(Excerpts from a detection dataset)
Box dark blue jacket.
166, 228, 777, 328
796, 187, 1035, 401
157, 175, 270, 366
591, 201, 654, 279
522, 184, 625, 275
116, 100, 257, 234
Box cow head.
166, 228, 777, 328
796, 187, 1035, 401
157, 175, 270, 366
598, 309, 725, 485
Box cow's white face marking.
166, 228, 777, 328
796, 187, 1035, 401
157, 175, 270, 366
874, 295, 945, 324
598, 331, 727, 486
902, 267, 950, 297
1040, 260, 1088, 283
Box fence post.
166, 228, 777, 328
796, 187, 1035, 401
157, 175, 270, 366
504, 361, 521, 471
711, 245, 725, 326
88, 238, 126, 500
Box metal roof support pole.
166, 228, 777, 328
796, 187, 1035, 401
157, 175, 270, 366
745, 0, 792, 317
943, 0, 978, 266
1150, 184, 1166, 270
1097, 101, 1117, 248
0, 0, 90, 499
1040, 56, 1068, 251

▸ **WHAT TO PRODUCE**
Convert every line of the records above into a JSON list of strings, with one string per line and no blank lines.

▸ **ANSWER**
[
  "Box dark blue jacket.",
  "166, 228, 777, 328",
  "796, 187, 1035, 401",
  "157, 175, 270, 366",
  "591, 201, 654, 279",
  "522, 184, 625, 275",
  "116, 100, 257, 234",
  "Box cow head.",
  "166, 228, 777, 328",
  "796, 187, 1035, 401",
  "157, 175, 270, 366",
  "598, 309, 725, 485",
  "Box cow's white face marking.",
  "166, 228, 777, 328",
  "796, 187, 1035, 401",
  "157, 175, 270, 366",
  "874, 295, 945, 324",
  "598, 331, 727, 486",
  "902, 267, 950, 297",
  "1040, 260, 1088, 283",
  "Box fence post.",
  "166, 228, 777, 328",
  "796, 187, 1035, 401",
  "157, 175, 270, 366",
  "504, 361, 521, 471",
  "711, 245, 725, 326",
  "88, 238, 126, 500",
  "Box metal roof support pole.",
  "166, 228, 777, 328",
  "796, 187, 1035, 401",
  "157, 175, 270, 366",
  "745, 0, 792, 317",
  "943, 0, 978, 266",
  "1150, 184, 1166, 270",
  "1097, 101, 1117, 248",
  "0, 0, 90, 499",
  "1040, 56, 1068, 251"
]